----- Task data -----

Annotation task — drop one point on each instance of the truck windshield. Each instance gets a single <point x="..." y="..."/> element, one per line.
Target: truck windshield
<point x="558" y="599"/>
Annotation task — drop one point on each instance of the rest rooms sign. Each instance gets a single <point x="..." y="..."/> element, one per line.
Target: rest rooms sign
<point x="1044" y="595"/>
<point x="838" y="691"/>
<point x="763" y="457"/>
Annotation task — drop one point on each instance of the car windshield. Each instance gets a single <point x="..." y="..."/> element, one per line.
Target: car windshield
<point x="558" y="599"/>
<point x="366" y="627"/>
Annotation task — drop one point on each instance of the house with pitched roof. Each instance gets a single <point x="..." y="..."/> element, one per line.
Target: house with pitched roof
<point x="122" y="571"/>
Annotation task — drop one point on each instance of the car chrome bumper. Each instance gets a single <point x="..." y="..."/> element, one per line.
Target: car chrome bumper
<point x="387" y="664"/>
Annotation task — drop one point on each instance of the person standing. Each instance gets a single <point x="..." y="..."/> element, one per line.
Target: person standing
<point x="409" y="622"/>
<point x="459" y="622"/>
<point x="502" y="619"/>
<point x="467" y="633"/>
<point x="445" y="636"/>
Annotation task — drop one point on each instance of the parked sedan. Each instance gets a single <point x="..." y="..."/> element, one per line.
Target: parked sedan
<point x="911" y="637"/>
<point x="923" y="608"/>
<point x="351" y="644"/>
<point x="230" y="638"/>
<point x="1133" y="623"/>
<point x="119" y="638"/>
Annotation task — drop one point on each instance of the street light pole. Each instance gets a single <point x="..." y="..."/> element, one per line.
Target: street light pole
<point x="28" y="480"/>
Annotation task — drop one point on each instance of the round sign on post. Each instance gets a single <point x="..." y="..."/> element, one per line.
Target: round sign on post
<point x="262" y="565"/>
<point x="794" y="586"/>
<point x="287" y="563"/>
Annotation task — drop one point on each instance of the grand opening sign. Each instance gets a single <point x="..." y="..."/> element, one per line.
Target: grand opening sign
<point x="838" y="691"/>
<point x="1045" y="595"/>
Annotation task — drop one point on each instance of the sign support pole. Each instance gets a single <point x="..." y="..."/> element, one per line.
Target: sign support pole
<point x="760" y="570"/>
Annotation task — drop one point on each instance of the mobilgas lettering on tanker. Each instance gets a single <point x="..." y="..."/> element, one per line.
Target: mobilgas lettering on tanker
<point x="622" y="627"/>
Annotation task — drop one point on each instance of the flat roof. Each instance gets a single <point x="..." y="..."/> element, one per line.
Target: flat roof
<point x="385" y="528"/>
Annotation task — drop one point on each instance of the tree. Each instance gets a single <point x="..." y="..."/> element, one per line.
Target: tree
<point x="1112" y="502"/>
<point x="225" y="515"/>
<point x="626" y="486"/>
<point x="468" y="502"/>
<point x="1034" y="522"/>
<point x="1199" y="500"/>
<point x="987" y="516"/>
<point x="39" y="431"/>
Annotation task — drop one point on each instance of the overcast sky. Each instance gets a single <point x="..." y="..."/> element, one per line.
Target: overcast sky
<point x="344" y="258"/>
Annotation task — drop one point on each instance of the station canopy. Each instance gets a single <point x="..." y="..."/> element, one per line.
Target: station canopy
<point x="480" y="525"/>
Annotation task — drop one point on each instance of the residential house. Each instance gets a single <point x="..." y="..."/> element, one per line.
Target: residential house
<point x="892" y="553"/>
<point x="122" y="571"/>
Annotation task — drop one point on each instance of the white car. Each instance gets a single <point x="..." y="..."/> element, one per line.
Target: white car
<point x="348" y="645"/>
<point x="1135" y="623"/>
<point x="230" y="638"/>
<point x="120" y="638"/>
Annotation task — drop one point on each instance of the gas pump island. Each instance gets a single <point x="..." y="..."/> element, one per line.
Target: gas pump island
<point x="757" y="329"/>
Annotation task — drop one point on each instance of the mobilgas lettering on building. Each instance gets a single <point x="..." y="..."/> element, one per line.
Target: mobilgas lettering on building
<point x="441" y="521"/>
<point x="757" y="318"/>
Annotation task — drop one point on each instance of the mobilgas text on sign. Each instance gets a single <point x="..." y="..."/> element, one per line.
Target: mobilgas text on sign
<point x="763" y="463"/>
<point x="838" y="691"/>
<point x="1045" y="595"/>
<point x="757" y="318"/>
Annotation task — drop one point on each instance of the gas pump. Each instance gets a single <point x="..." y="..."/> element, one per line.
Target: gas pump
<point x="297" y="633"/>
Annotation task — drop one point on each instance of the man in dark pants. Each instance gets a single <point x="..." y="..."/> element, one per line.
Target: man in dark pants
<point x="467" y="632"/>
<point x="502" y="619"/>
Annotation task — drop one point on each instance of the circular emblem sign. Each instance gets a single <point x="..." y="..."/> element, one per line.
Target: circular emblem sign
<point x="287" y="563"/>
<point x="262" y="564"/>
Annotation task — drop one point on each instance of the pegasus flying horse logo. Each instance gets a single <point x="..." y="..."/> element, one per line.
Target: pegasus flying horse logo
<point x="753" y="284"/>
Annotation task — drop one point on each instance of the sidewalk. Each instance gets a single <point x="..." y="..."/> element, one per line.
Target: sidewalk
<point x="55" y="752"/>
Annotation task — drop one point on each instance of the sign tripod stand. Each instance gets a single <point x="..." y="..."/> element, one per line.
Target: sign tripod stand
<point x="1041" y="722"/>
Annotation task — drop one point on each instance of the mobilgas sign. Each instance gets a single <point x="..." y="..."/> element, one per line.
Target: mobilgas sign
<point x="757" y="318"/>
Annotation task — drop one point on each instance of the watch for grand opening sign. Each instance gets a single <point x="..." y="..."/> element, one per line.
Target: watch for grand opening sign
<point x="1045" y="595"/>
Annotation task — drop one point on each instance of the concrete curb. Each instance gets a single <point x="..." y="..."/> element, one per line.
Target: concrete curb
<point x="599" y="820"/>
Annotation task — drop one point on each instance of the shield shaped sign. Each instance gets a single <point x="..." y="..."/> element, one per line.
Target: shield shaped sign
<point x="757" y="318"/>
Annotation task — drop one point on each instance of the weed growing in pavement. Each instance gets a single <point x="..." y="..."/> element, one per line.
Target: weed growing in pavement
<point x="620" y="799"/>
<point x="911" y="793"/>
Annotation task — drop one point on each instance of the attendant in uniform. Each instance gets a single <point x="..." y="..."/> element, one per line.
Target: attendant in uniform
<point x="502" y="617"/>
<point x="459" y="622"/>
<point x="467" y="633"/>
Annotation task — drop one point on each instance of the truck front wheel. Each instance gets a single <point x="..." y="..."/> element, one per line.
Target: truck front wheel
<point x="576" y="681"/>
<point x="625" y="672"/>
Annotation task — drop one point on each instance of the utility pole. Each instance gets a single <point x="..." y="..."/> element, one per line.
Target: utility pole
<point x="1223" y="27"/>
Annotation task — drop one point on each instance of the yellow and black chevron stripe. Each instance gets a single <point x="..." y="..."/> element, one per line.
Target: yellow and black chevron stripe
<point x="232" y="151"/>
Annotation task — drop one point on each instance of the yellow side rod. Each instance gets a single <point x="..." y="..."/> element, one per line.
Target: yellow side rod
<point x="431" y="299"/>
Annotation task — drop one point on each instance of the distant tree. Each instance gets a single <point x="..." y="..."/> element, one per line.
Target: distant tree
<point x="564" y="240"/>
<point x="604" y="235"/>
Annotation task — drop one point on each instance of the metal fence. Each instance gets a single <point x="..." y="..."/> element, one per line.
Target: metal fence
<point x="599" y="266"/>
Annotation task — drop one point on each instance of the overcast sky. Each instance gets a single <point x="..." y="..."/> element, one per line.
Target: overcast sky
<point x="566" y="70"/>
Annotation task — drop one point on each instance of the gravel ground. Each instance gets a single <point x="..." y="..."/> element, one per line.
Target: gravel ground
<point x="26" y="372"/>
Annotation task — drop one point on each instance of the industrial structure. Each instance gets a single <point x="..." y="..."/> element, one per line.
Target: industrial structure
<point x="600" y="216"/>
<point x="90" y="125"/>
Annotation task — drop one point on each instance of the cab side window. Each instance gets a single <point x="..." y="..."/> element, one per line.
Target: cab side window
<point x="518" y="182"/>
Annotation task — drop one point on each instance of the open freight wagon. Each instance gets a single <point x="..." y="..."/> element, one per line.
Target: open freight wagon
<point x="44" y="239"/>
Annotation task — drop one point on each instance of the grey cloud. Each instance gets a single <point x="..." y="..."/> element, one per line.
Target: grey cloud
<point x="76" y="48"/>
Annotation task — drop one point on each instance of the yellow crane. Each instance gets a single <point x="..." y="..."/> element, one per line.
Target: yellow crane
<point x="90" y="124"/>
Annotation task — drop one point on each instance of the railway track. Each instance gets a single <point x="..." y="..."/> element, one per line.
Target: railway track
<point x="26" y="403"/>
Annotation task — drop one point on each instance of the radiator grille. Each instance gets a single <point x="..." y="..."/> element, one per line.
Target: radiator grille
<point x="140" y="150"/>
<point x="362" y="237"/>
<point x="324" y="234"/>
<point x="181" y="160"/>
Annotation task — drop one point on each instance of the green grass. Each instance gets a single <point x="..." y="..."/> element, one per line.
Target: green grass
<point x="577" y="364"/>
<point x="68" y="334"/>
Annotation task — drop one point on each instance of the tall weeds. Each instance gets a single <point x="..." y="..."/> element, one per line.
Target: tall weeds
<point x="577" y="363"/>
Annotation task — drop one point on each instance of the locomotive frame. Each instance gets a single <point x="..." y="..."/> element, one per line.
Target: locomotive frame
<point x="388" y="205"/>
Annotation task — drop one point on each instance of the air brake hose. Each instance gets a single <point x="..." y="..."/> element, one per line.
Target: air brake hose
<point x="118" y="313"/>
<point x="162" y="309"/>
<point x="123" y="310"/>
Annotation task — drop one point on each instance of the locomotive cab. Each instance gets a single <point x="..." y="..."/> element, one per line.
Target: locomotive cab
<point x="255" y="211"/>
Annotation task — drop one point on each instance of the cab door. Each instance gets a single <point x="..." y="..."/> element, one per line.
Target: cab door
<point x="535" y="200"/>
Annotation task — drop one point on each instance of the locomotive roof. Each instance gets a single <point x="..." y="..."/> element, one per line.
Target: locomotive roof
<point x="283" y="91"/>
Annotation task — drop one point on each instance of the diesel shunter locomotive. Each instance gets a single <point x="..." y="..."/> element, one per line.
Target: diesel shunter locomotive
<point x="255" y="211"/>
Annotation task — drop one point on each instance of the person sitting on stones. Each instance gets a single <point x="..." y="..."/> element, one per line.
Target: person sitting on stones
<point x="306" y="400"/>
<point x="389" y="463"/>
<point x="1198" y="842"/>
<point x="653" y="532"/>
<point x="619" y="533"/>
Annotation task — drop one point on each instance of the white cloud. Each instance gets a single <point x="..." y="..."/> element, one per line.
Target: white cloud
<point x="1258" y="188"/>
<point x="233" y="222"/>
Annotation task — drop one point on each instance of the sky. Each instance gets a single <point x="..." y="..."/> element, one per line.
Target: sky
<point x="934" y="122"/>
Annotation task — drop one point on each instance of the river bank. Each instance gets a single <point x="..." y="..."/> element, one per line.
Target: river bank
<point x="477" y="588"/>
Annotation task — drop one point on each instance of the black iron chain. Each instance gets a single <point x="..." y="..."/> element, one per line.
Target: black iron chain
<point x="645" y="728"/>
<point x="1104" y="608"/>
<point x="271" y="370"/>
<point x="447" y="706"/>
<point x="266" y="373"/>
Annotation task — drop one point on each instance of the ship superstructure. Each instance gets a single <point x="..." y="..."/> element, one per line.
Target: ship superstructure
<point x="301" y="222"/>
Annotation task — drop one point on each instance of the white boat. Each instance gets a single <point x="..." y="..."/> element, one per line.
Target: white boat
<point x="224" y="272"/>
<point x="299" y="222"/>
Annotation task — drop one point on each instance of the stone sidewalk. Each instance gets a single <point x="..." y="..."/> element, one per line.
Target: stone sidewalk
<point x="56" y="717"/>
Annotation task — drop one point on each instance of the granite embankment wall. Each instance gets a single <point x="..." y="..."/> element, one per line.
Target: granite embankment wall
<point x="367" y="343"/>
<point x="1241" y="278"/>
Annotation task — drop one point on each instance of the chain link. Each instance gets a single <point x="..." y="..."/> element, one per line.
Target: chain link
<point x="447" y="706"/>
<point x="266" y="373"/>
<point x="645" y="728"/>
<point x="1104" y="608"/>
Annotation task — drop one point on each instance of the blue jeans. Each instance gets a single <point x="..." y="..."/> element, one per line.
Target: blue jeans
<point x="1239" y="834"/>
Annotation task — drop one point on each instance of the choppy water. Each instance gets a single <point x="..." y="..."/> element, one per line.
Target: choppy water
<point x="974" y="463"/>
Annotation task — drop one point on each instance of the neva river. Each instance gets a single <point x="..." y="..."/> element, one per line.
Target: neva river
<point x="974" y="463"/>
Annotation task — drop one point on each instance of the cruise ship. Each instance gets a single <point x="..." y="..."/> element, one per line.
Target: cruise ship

-----

What you have to do -> In the records above, find the line containing "of the choppy"; please retype it and every line after it through the last line, exactly and with nothing else.

Solution to this task ->
Annotation task — drop one point on each instance of the choppy water. Each instance gets a single <point x="..." y="..."/> element, one per line.
Target: choppy water
<point x="974" y="463"/>
Annotation task — drop one point on each instance of the neva river. Each instance gets a single <point x="..." y="..."/> element, one per line.
Target: neva river
<point x="974" y="463"/>
Annotation task — drop one point on each instance of the cruise ship. Each instance gets a single <point x="..." y="..."/> element, one per line.
Target: cruise ship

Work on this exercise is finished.